Written task ▸ Would you output the whole listing below, exactly as it reads?

(Pointing dataset excerpts)
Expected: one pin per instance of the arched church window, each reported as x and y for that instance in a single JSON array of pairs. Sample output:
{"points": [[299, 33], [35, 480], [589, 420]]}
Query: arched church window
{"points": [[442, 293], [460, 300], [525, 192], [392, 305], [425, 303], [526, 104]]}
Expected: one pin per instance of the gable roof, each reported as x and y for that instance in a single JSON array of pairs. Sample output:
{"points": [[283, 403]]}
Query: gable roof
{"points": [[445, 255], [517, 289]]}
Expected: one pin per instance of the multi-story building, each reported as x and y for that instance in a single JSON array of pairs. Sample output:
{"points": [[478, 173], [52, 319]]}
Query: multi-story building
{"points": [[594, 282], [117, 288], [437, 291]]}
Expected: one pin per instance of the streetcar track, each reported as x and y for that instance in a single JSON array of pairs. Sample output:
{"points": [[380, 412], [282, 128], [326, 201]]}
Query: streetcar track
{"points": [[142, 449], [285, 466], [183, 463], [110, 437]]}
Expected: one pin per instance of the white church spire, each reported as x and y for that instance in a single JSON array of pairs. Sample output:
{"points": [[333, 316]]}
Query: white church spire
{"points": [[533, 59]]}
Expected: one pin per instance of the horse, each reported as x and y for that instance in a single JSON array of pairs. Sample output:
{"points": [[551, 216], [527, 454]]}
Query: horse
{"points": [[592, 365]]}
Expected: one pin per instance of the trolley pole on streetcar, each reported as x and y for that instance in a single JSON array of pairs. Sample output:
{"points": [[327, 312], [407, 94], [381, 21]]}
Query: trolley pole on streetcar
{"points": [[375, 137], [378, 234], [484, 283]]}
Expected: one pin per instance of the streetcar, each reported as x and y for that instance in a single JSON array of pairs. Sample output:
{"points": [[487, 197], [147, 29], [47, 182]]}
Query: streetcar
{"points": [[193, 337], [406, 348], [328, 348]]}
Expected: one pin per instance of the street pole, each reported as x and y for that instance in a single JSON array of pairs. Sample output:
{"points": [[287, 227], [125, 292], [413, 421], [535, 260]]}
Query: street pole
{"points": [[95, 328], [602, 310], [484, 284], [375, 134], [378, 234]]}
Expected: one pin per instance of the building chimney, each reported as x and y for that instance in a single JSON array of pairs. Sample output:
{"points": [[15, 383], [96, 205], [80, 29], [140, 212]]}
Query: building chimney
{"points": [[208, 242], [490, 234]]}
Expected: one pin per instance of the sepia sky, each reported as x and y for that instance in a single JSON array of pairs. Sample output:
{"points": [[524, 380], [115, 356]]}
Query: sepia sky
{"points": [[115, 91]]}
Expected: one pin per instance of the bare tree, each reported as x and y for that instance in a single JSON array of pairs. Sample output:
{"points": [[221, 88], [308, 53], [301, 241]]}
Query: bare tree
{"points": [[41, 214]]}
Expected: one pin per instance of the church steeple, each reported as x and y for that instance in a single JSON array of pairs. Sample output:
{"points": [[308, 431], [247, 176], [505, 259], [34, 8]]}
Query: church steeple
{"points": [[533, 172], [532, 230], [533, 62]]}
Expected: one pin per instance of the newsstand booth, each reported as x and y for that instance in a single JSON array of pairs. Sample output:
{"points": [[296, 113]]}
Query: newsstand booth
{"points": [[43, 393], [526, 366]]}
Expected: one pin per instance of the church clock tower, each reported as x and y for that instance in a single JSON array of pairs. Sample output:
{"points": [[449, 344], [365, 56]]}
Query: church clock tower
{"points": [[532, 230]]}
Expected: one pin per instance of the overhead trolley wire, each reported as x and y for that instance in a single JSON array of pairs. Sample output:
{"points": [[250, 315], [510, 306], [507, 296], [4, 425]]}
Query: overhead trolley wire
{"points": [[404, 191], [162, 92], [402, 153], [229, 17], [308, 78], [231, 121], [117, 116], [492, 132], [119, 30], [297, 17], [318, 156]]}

Written response ▸
Expected: one pin per instance of the arched church window, each reported as x and y for that instance in a single JSON array of pairs. Sample output:
{"points": [[299, 33], [35, 480], [589, 420]]}
Query: arched church window
{"points": [[442, 293], [460, 300], [525, 192], [392, 305], [425, 303], [526, 104]]}
Expected: one pin per instance of the gable roof, each reported as x and y for that instance in a single JSON array of pairs. Sample output:
{"points": [[283, 403]]}
Query: gable roof
{"points": [[445, 255], [517, 289]]}
Expected: one pin per instance of the multi-story building, each reported as x and y for that instance in a single JSON array of pairs. Sample output:
{"points": [[478, 173], [52, 319]]}
Query: multi-story building
{"points": [[594, 282], [117, 288], [437, 291]]}
Expected: one pin per instance of the streetcar track, each reported as x and y for that instance in a single JSON array of pairs. Sample output:
{"points": [[380, 412], [282, 128], [326, 201]]}
Query: streetcar track
{"points": [[142, 449], [285, 466], [183, 463], [110, 437]]}
Expected: one pin per instance of the white church spire, each reported as x and y for that instance in a single JSON array of pairs. Sample output:
{"points": [[333, 316]]}
Query: white church spire
{"points": [[533, 59]]}
Expected: one pin per instance of the horse, each reported as x and y for that instance in a single JSON array of pairs. Sample output:
{"points": [[551, 216], [527, 454]]}
Query: horse
{"points": [[592, 365]]}
Expected: one pin per instance of the trolley pole on streetcar, each reported as x and y for that instance in a single JSON array of pairs. Sample output:
{"points": [[327, 312], [407, 94], [381, 21]]}
Query: trolley pole on streetcar
{"points": [[375, 137], [378, 234], [484, 283]]}
Expected: one pin per instance of the streetcar, each reported as x and y for that instance in a single JSON array of pairs. Sample output:
{"points": [[487, 197], [147, 29], [47, 182]]}
Query: streetcar
{"points": [[193, 337], [406, 348], [328, 348]]}
Expected: one pin per instance of the street pole, each reported as x and y for that instance in a single JSON array of pairs. Sample output:
{"points": [[287, 227], [125, 292], [413, 421], [535, 260]]}
Query: street pole
{"points": [[95, 328], [602, 310], [484, 284], [375, 134], [378, 234]]}
Expected: one pin per instance of the building chimney, each reported as x and y for that instance in a single JSON array of pairs. Sample output:
{"points": [[15, 383], [96, 205], [80, 29], [140, 212]]}
Query: building chimney
{"points": [[208, 242], [490, 234]]}
Expected: one pin per instance of the sepia sky, each reported as x and y for that instance in a single JSON array of pairs. Sample output:
{"points": [[524, 380], [115, 356]]}
Query: sepia sky
{"points": [[115, 91]]}
Expected: one pin per instance of the bare tree, each reported as x and y for that instance in a single JSON array of pairs. Sample output:
{"points": [[221, 88], [308, 53], [301, 241]]}
Query: bare tree
{"points": [[41, 214]]}
Expected: one pin per instance of the church steeple, each reported as x and y for that instance in a single JSON array of pairs. Sample output:
{"points": [[308, 431], [247, 176], [505, 259], [34, 8]]}
Query: church steeple
{"points": [[533, 172], [532, 230], [533, 62]]}
Expected: one pin per instance of the newsstand booth, each reported as x and y for that instance in a single JSON array of pairs. Sample output:
{"points": [[296, 113]]}
Query: newsstand booth
{"points": [[43, 393], [526, 366]]}
Expected: one pin per instance of the church clock tower, each reported as x and y for that instance in a single JSON array of pairs. Sample output:
{"points": [[449, 344], [365, 56]]}
Query: church clock tower
{"points": [[532, 230]]}
Expected: one pin per instance of the overhead trolley wire, each reported as x and y for that instance in a single JSON array of pairs. Sample output:
{"points": [[250, 315], [510, 306], [507, 296], [4, 425]]}
Query: overhead trolley wire
{"points": [[404, 191], [162, 92], [402, 153], [229, 17], [308, 78], [231, 121], [117, 116], [492, 132], [119, 30], [297, 17], [318, 156]]}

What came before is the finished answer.